=== Section Start ===

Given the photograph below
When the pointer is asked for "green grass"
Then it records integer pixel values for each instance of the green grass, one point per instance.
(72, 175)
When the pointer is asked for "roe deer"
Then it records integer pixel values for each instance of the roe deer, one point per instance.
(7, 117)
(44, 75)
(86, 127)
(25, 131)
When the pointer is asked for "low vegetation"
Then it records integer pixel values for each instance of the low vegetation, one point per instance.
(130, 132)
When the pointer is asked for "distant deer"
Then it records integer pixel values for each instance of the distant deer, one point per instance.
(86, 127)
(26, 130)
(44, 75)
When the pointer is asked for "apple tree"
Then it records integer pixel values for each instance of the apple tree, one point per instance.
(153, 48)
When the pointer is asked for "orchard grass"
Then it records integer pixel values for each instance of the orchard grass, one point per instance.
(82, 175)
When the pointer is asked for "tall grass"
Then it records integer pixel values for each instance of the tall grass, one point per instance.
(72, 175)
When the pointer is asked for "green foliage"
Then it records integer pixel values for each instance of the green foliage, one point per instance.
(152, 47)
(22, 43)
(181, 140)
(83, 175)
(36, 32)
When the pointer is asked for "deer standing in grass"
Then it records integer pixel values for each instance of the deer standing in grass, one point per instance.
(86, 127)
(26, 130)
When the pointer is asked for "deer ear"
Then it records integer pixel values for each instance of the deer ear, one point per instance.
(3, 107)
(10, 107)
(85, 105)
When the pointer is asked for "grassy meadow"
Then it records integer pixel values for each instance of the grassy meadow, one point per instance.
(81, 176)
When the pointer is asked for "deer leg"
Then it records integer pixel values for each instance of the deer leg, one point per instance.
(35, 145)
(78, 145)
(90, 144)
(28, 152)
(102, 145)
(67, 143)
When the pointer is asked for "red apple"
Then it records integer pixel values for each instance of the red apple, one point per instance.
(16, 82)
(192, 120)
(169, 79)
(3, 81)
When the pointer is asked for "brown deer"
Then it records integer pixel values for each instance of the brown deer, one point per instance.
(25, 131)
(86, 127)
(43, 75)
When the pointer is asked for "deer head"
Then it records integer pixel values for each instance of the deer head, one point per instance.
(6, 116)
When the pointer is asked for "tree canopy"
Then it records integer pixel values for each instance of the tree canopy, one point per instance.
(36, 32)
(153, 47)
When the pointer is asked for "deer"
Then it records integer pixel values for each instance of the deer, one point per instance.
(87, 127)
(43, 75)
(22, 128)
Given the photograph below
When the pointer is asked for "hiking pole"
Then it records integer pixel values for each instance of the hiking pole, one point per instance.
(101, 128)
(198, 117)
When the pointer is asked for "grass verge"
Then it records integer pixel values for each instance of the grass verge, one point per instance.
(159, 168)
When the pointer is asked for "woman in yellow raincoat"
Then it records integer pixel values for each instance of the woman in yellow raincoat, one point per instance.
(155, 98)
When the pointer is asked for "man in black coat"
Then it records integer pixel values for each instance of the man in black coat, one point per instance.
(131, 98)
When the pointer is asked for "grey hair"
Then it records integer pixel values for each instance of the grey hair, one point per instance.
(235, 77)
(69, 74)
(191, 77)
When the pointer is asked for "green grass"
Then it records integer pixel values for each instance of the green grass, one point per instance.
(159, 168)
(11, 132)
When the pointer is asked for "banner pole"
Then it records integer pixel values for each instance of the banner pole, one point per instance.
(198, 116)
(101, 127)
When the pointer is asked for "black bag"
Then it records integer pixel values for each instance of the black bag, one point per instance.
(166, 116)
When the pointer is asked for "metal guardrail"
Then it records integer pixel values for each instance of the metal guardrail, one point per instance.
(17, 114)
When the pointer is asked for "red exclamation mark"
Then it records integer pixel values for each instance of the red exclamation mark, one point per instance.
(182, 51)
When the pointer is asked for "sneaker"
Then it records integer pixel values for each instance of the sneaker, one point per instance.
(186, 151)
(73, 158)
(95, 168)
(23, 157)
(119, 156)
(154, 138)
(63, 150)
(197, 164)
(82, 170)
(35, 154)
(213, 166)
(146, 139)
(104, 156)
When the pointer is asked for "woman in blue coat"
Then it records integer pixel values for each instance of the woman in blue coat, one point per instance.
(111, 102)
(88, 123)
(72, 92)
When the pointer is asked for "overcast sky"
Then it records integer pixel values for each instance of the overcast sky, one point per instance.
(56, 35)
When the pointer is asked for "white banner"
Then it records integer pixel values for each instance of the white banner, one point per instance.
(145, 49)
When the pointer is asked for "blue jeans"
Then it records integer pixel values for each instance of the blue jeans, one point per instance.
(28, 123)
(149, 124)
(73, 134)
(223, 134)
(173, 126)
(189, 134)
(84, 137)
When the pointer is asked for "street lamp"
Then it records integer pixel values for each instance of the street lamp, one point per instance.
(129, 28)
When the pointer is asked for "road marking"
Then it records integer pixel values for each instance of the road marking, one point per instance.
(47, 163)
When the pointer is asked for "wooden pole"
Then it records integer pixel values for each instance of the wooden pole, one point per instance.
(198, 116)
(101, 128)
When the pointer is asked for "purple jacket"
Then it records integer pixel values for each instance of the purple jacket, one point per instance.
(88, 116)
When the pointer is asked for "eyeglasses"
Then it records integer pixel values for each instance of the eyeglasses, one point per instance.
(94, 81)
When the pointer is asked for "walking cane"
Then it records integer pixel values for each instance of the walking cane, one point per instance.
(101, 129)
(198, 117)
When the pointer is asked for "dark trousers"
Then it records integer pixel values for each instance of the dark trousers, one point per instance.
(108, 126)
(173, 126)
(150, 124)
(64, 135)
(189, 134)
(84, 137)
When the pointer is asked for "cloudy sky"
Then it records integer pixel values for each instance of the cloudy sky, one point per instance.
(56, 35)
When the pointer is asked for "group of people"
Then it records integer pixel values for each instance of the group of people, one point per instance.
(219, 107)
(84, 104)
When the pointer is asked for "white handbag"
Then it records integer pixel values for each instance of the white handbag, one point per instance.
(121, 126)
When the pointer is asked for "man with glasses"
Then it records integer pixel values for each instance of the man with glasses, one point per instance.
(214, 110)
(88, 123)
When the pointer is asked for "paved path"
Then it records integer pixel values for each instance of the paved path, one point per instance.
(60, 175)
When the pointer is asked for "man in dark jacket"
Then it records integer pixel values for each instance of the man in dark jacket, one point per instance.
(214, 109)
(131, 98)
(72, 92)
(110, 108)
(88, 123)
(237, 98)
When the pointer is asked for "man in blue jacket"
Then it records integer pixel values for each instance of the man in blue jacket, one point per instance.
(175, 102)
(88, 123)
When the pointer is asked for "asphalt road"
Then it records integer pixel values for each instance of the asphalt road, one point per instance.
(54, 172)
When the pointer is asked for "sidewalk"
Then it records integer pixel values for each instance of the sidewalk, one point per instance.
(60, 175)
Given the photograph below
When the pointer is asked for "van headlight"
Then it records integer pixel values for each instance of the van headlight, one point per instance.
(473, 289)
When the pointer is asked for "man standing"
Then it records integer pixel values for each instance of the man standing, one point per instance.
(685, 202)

=== Section End ===

Word for word, write out the entries above again.

Given the photograph below
When the pointer is asked for "green grass"
Then it records integer pixel values for each instance of the green grass, one point per instance.
(72, 175)
When the pointer is asked for "roe deer"
Then it records integer pixel values for each instance of the roe deer, one point per instance.
(7, 117)
(44, 75)
(86, 127)
(25, 131)
When the pointer is asked for "low vegetation"
Then it records integer pixel values for each instance of the low vegetation, one point per instance.
(130, 132)
When the pointer is asked for "distant deer"
Then it records integer pixel values for each instance of the distant deer, one point per instance.
(86, 127)
(26, 130)
(44, 75)
When the pointer is asked for "apple tree"
Then it records integer pixel values for each instance of the apple tree, one point per instance.
(153, 48)
When the pointer is asked for "orchard grass"
Then it records integer pixel values for each instance of the orchard grass, one point per instance.
(82, 175)
When the pointer is asked for "tall grass"
Then it records integer pixel values for each instance of the tall grass, one point per instance.
(72, 175)
When the pointer is asked for "green foliage"
Then it records integer pixel values for each instance of the green foliage, one point per instance.
(152, 47)
(22, 43)
(181, 140)
(83, 175)
(36, 32)
When the pointer is asked for "deer standing in grass"
Then it records integer pixel values for each instance of the deer standing in grass, one point per instance.
(86, 127)
(26, 130)
When the pointer is asked for "deer ear"
Then it records integer pixel values for each instance of the deer ear, one point per instance.
(3, 107)
(10, 107)
(85, 105)
When the pointer is asked for "grassy meadow"
Then it records integer pixel values for each instance of the grassy meadow, one point per instance.
(81, 176)
When the pointer is asked for "deer leg"
Then it records integer pixel values for each instance of the deer leg, one point per instance.
(35, 145)
(78, 145)
(90, 144)
(28, 152)
(102, 145)
(67, 143)
When the pointer is asked for "red apple"
Then it records integer pixel values for each instance of the red apple, one point per instance.
(16, 82)
(192, 120)
(169, 79)
(3, 81)
When the pointer is asked for "brown deer"
Then it records integer pixel values for each instance of the brown deer, one point per instance.
(25, 131)
(86, 127)
(43, 75)
When the pointer is asked for "deer head"
Then it records integer pixel values for each instance of the deer head, one point per instance.
(6, 116)
When the pointer is asked for "tree canopy"
Then it records integer pixel values for each instance of the tree canopy, one point per instance.
(36, 32)
(153, 47)
When the pointer is asked for "deer"
Then it records integer pixel values for each instance of the deer, one point per instance.
(87, 127)
(43, 75)
(22, 128)
Given the photograph below
When the pointer is asked for "hiking pole"
Then it records integer pixel values for each instance of the hiking pole, one point per instance.
(101, 128)
(198, 117)
When the pointer is asked for "grass verge"
Then it records integer pixel values for each instance of the grass verge, one point per instance.
(159, 168)
When the pointer is asked for "woman in yellow raincoat"
Then it records integer pixel values for each instance of the woman in yellow raincoat, one point per instance.
(155, 98)
When the pointer is asked for "man in black coat"
Then it records integer pixel values for each instance of the man in black coat, one point per instance.
(131, 98)
When the pointer is asked for "grey hair"
Then it records integer pixel values for each instance of the grey hair, one point per instance.
(235, 77)
(69, 74)
(191, 77)
When the pointer is asked for "green grass"
Then it records integer pixel values for each instance of the green grass, one point per instance.
(159, 168)
(11, 132)
When the pointer is asked for "banner pole"
Then it records integer pixel values for each instance of the banner pole, one point per instance.
(198, 116)
(101, 127)
When the pointer is asked for "black bag"
Then it records integer pixel values for each instance of the black bag, one point per instance.
(166, 116)
When the pointer is asked for "metal guardrail"
Then it records integer pixel values for each instance of the metal guardrail, one point per instance.
(17, 114)
When the pointer is asked for "red exclamation mark"
Then it records integer pixel values for each instance of the red exclamation mark, one point per instance.
(182, 51)
When the pointer is asked for "sneaker"
Then it records integer pixel values for each instance of the sneaker, one point per instance.
(186, 151)
(73, 158)
(95, 168)
(23, 157)
(119, 156)
(154, 138)
(63, 150)
(197, 164)
(82, 170)
(35, 154)
(213, 166)
(146, 139)
(104, 156)
When the pointer is asked for "woman in blue coat"
Then it records integer pixel values for each instance of the woman in blue coat, one point per instance.
(111, 102)
(88, 123)
(72, 92)
When the pointer is asked for "overcast sky"
Then it records integer pixel values for each instance of the overcast sky, one point per instance.
(56, 35)
When the pointer is asked for "white banner"
Then it records integer pixel values for each instance of the white banner, one point per instance.
(145, 49)
When the pointer is asked for "blue jeans"
Then it records integer pixel values for each instance of the blue jeans, one point per instance.
(28, 123)
(149, 124)
(73, 134)
(223, 134)
(173, 126)
(189, 134)
(84, 137)
When the pointer is asked for "street lamp"
Then it records integer pixel values for each instance of the street lamp, one point per instance.
(129, 28)
When the pointer is asked for "road marking"
Then it records integer pixel values for each instance of the road marking, one point per instance.
(47, 163)
When the pointer is asked for "wooden pole"
Then it records integer pixel values for each instance of the wooden pole, one point per instance.
(198, 116)
(101, 128)
When the pointer is asked for "purple jacket"
Then it records integer pixel values for each instance of the purple jacket, one point per instance.
(88, 116)
When the pointer is asked for "eyeglasses"
Then it records integer pixel values for each instance of the eyeglasses, one point per instance.
(94, 81)
When the pointer is asked for "walking cane"
Then it records integer pixel values for each instance of the walking cane, one point per instance.
(101, 129)
(198, 117)
When the pointer is asked for "dark trousers"
Then it records integer pixel values for each instance of the dark trousers, one point per instance.
(108, 126)
(173, 126)
(150, 124)
(64, 135)
(189, 134)
(84, 137)
When the pointer is asked for "cloudy sky"
Then it records integer pixel values for each instance of the cloudy sky, one point per instance.
(56, 35)
When the pointer is asked for "group of people"
Then it records integer pixel values for each instance of the group of people, one point per instance.
(219, 107)
(84, 104)
When the pointer is asked for "white handbag"
Then it records integer pixel values for each instance of the white handbag, one point per instance.
(121, 126)
When the pointer is asked for "man with glasses"
Then it records integer pixel values for each instance of the man with glasses, one point per instance.
(214, 110)
(88, 123)
When the pointer is asked for "paved path"
Then it records integer pixel values for each instance of the paved path, one point per instance.
(60, 175)
When the pointer is asked for "man in dark jacket"
Then it records integer pixel values for each instance of the man in dark jacket, one point per instance.
(214, 109)
(131, 98)
(72, 92)
(110, 108)
(88, 123)
(237, 98)
When the pointer is asked for "man in blue jacket"
Then it records integer pixel values for each instance of the man in blue jacket, one point per instance.
(175, 102)
(88, 123)
When the pointer is asked for "asphalt road"
Then it records integer pixel values for each instance of the asphalt road, one point per instance.
(54, 172)
When the pointer is asked for "sidewalk"
Then it records integer pixel values for each instance of the sidewalk, one point per instance.
(60, 175)
Given the photograph below
When the pointer is asked for "van headlight"
Then it records integer pixel values for each instance of the van headlight, one point per instance.
(473, 289)
When the pointer is asked for "man standing"
Then it records integer pixel values for each instance of the man standing, one point per instance.
(685, 202)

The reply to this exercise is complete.